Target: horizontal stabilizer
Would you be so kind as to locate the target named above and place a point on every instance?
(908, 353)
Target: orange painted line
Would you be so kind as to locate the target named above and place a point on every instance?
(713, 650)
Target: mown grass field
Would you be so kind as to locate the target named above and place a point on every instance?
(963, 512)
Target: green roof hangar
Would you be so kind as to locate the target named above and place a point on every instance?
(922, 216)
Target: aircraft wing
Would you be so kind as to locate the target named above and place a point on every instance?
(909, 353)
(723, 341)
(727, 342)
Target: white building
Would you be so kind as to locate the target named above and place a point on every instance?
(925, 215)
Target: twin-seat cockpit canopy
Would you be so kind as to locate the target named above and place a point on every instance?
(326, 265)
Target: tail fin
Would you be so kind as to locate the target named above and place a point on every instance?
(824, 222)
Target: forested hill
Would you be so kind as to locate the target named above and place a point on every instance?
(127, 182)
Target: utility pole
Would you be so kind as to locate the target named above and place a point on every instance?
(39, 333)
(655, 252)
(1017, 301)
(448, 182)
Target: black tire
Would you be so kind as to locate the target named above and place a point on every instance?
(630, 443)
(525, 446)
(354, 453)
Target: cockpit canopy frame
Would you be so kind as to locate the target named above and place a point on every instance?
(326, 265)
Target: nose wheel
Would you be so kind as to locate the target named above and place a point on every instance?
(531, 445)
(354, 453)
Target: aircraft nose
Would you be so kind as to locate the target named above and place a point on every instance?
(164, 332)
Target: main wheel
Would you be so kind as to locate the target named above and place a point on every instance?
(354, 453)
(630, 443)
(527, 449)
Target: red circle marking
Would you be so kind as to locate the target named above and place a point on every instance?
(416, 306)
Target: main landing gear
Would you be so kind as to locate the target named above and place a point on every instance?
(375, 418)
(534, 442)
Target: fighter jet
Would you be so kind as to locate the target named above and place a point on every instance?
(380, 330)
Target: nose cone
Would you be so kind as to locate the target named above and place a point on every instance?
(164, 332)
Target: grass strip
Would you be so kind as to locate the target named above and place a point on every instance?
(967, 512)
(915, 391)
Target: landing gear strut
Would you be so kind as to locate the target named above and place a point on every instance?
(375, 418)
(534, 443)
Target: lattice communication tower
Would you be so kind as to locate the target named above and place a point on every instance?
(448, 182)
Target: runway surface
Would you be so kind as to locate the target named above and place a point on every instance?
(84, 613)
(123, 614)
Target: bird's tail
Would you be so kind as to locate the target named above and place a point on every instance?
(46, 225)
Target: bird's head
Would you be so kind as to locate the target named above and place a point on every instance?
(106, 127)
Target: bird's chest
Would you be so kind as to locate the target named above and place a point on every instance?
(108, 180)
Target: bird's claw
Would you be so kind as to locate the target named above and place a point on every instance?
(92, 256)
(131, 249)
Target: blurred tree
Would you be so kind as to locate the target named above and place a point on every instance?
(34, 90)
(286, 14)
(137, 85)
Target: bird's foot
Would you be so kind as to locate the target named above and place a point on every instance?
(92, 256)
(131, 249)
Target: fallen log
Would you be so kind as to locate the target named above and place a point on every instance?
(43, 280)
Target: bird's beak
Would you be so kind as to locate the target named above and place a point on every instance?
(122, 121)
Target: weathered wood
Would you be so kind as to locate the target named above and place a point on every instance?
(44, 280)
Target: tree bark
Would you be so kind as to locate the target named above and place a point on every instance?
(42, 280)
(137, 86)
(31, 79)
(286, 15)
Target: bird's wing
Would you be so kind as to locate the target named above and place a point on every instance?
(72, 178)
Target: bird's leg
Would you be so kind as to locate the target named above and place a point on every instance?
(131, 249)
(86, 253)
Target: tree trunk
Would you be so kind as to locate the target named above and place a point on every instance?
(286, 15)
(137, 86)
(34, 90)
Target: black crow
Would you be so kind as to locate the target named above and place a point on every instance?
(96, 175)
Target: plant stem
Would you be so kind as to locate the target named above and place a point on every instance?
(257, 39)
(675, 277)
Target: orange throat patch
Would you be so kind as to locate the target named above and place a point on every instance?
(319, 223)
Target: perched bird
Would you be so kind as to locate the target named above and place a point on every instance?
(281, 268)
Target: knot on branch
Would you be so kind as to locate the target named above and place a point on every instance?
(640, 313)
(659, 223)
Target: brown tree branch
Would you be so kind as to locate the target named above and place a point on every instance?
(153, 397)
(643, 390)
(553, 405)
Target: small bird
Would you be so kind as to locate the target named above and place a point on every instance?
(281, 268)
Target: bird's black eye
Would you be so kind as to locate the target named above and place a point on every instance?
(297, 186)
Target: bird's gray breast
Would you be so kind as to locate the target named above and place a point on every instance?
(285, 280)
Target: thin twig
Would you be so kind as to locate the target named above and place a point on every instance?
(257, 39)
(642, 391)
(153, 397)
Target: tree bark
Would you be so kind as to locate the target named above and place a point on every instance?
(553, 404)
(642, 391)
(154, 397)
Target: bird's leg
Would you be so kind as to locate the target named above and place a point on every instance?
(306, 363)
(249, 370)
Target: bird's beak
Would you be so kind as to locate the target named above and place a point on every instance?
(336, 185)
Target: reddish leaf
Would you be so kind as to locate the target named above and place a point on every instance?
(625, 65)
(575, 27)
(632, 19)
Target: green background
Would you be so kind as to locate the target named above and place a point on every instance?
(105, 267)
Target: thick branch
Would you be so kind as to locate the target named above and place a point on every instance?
════════
■ Instruções da tarefa: Troque "place a point" por "put a mark" em todos os registros acima e reproduza-os sem nenhuma outra alteração.

■ Resposta:
Target: horizontal stabilizer
Would you be so kind as to locate the target named above and put a mark on every instance?
(908, 353)
Target: orange painted line
Would you be so kind as to locate the target named above and put a mark on every instance?
(713, 650)
Target: mown grass field
Would you be so kind as to locate the target named above and put a mark on every instance?
(963, 512)
Target: green roof hangar
Would you be so kind as to locate the target named above and put a mark on every instance?
(922, 216)
Target: aircraft wing
Would you be so kind as to locate the target named above and put a mark on every instance?
(909, 353)
(723, 341)
(727, 342)
Target: white building
Would you be so kind as to locate the target named above and put a mark on every instance?
(925, 215)
Target: twin-seat cockpit canopy
Would you be so kind as to locate the target named above and put a mark on every instance?
(326, 265)
Target: tail fin
Would you be so kind as to locate the target named above and put a mark on every instance?
(824, 222)
Target: forested hill
Would you be so kind as to locate the target named above and put a mark on every instance?
(127, 182)
Target: utility pole
Would you be so kind as to locate the target named above and put a mark on every instance?
(39, 333)
(655, 252)
(1017, 301)
(448, 182)
Target: black tire
Would you be so kind as to locate the target named above and put a mark on every instance?
(630, 443)
(525, 446)
(354, 453)
Target: cockpit canopy frame
Would you be so kind as to locate the target named above and put a mark on every instance?
(326, 265)
Target: nose wheel
Would you be so kind as to locate the target named above and put a mark on every instance?
(531, 445)
(354, 453)
Target: aircraft nose
Would you be so kind as to locate the target named above and put a mark on every instance?
(164, 332)
Target: main wheel
Would you be so kind as to locate the target named above and put a mark on every instance?
(354, 453)
(630, 443)
(527, 449)
Target: red circle marking
Would you be so kind as to locate the target named above and put a mark on every instance?
(416, 306)
Target: main landing gear
Would you be so kind as to locate the target named above and put a mark on every instance?
(375, 418)
(534, 442)
Target: fighter jet
Would you be so kind as to locate the target named above and put a mark on every instance?
(380, 330)
Target: nose cone
Would you be so kind as to locate the target named above and put a mark on every instance?
(164, 332)
Target: grass strip
Would you be so kind as to locate the target named above and put a mark on every instance?
(967, 512)
(915, 391)
Target: landing gear strut
Would you be so kind as to locate the target named above and put a mark on every instance?
(375, 418)
(534, 443)
Target: lattice communication tower
Would you be so kind as to locate the target named above and put a mark on every instance?
(448, 182)
Target: runway surface
Would you be so kind as to locate the target named above and put a mark on every instance?
(84, 613)
(123, 614)
Target: bird's tail
Would you be so kind as to locate the target named above and put a mark on every instance?
(46, 225)
Target: bird's head
Would you be so kind as to locate the target named above and put a mark on every instance?
(106, 127)
Target: bird's chest
Would you be so kind as to locate the target named above and put a mark on every instance?
(108, 180)
Target: bird's claw
Would you be so kind as to locate the target named above and put a mark on every instance?
(92, 256)
(131, 249)
Target: blurred tree
Would you be so kind as to locate the target named above and put a mark on every instance?
(34, 90)
(286, 14)
(137, 85)
Target: bird's foot
Would you be so kind as to locate the target named above and put a mark on every instance?
(92, 256)
(131, 249)
Target: fallen log
Would you be so kind as to locate the target named above and put a mark on every instance?
(43, 280)
Target: bird's beak
Would you be so kind as to locate the target named above and put a mark on every instance?
(122, 121)
Target: weathered wood
Would you be so kind as to locate the target named above and put a mark on every instance?
(44, 280)
Target: tree bark
Would you be so kind as to locate the target named above and put a mark on every instance?
(42, 280)
(137, 86)
(31, 79)
(286, 15)
Target: bird's wing
Would you be so kind as to locate the target named above and put a mark on every instance?
(72, 178)
Target: bird's leg
Would you be so kind as to locate the target named above and put a mark on every instance?
(131, 249)
(86, 253)
Target: tree trunk
Would you be so kind as to locate the target named above and put a mark on every instance?
(286, 15)
(137, 86)
(34, 90)
Target: black crow
Would you be so kind as to locate the target named above and put a mark on every instance?
(96, 175)
Target: plant stem
Would you be so kind as to locate the target named above and put a mark on every instance?
(257, 39)
(675, 277)
Target: orange throat patch
Would you be so kind as to locate the target named above and put a mark on every instance?
(319, 223)
Target: perched bird
Would you be so kind as to locate the target named above and put a mark on every instance?
(281, 268)
Target: knot on branch
Would you be so kind as to locate the target named above and put a mark on every instance?
(640, 313)
(659, 223)
Target: brown tree branch
Would you be so kind as to locate the target named above and put a mark on every instance?
(153, 397)
(643, 390)
(553, 405)
Target: small bird
Would you be so kind as to locate the target named above and put a mark on every instance?
(281, 268)
Target: bird's black eye
Would you be so kind as to locate the target named above and put a mark on every instance?
(297, 186)
Target: bird's gray breast
Would you be so kind as to locate the target named above and put a mark on every instance?
(285, 280)
Target: thin twig
Would you be so kind as to locate the target named above and put a mark on every instance?
(257, 39)
(642, 391)
(153, 397)
Target: tree bark
Would you be so kind as to locate the target named above and put a mark on every instance?
(553, 404)
(642, 391)
(154, 397)
Target: bird's leg
Would you be so kind as to locate the target named above and put a mark on every instance?
(306, 363)
(249, 370)
Target: bird's beak
Would you be so kind as to locate the target named above and put a mark on every instance?
(336, 185)
Target: reddish leaf
Would you be so kind as to locate the target named above and put a mark on every instance?
(625, 65)
(575, 27)
(632, 19)
Target: green background
Would you be so kind as to locate the target named above and put a mark on every instance?
(105, 267)
Target: thick branch
Would you be so kind as to locate the target named above and put a mark on every instance?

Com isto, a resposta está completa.